** Tasks and exercises **
**a.** Answer these questions using the passage about Christopher and Mark Haddon:
(i) Which fictional character does Christopher turn to for inspiration?
(ii) What does the investigation finally bring Christopher face-to-face with?
(iii) For which organization does Haddon teach creative writing?
**b.** Reproduce the passage about Christopher and Mark Haddon word for word, starting at "Christopher decides that" and ending at "in Oxford, England.".
**c.** Resume the passage about Christopher and Mark Haddon, picking up right after its last sentence.
Selected extract Start Marker
Christopher decides that he will track down the real killer and turns to his favorite fictional character, Sherlock Holmes, for inspiration. But the investigation leads him down some unexpected paths and ultimately brings him face-to-face with the dissolution of his parents’ marriage. As he tries to deal with the crisis within his own family, we are drawn into the workings of Christopher’s mind. And herein lies the brilliance of Mark Haddon’s choice of narrator: The most wrenching of emotional moments are chronicled by a boy who cannot fathom emotion.

About the Author

Mark Haddon is a writer and illustrator of numerous award-winning children’s books and television screenplays. As a young man, Haddon worked with adults and children with a variety of physical disabilities and learning difficulties. He teaches creative writing for the Arvon Foundation. He lives in Oxford, England.
Selected extract End Marker
Material shown Start Marker
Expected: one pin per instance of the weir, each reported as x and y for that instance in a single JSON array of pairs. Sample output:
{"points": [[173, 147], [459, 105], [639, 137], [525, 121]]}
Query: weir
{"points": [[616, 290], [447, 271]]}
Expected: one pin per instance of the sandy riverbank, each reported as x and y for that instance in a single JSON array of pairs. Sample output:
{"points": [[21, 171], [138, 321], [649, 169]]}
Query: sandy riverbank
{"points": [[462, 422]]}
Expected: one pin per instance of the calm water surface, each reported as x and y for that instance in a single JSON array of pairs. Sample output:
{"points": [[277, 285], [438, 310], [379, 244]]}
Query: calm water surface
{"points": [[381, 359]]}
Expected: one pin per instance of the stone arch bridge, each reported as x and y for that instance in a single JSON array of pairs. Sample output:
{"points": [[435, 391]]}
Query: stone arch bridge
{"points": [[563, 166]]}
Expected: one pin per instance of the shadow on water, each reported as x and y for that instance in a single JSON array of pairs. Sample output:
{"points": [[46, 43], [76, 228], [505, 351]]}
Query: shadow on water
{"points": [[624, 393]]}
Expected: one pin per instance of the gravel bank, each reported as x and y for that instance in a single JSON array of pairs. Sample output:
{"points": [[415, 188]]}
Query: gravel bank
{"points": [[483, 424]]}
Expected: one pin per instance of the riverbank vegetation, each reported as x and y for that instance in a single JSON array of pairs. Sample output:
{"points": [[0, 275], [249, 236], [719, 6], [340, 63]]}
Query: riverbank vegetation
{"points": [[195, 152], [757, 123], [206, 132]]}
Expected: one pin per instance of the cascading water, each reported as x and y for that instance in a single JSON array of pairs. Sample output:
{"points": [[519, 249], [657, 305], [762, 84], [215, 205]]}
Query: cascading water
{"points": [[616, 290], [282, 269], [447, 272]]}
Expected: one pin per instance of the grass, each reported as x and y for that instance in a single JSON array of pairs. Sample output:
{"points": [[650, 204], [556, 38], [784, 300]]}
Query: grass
Material shown End Marker
** Task-by-task answers **
**a.**
(i) Sherlock Holmes
(ii) The dissolution of his parents' marriage
(iii) The Arvon Foundation

**b.**
Christopher decides that he will track down the real killer and turns to his favorite fictional character, Sherlock Holmes, for inspiration. But the investigation leads him down some unexpected paths and ultimately brings him face-to-face with the dissolution of his parents’ marriage. As he tries to deal with the crisis within his own family, we are drawn into the workings of Christopher’s mind. And herein lies the brilliance of Mark Haddon’s choice of narrator: The most wrenching of emotional moments are chronicled by a boy who cannot fathom emotion.

About the Author

Mark Haddon is a writer and illustrator of numerous award-winning children’s books and television screenplays. As a young man, Haddon worked with adults and children with a variety of physical disabilities and learning difficulties. He teaches creative writing for the Arvon Foundation. He lives in Oxford, England.

**c.**
Discussion Questions

  1. Given Christopher’s aversion to being touched, can he experience his parents’ love for him, or can he only understand it as a fact, because they tell him they love him? Is there any evidence in the novel that he experiences a sense of attachment to other people?
  2. One of the unusual aspects of the novel is its inclusion of many maps and diagrams. How effective are these in helping the reader see the world through Christopher’s eyes?
  3. What challenges does The Curious Incident present to the ways we usually think and talk about characters in novels? How does it force us to reexamine our normal ideas about love and desire, which are often the driving forces in fiction? Since Mark Haddon has chosen to make us see the world through Christopher’s eyes, what does he help us discover about ourselves?
  4. Christopher likes the idea of a world with no people in it [p. 2]; he contemplates the end of the world when the universe collapses [pp. 10–11]; he dreams of being an astronaut, alone in space [pp. 50–51], and that a virus has carried off everyone and the only people left are “special people like me” [pp. 198–200]. What do these passages say about his relationship to other human beings? What is striking about the way he describes these scenarios?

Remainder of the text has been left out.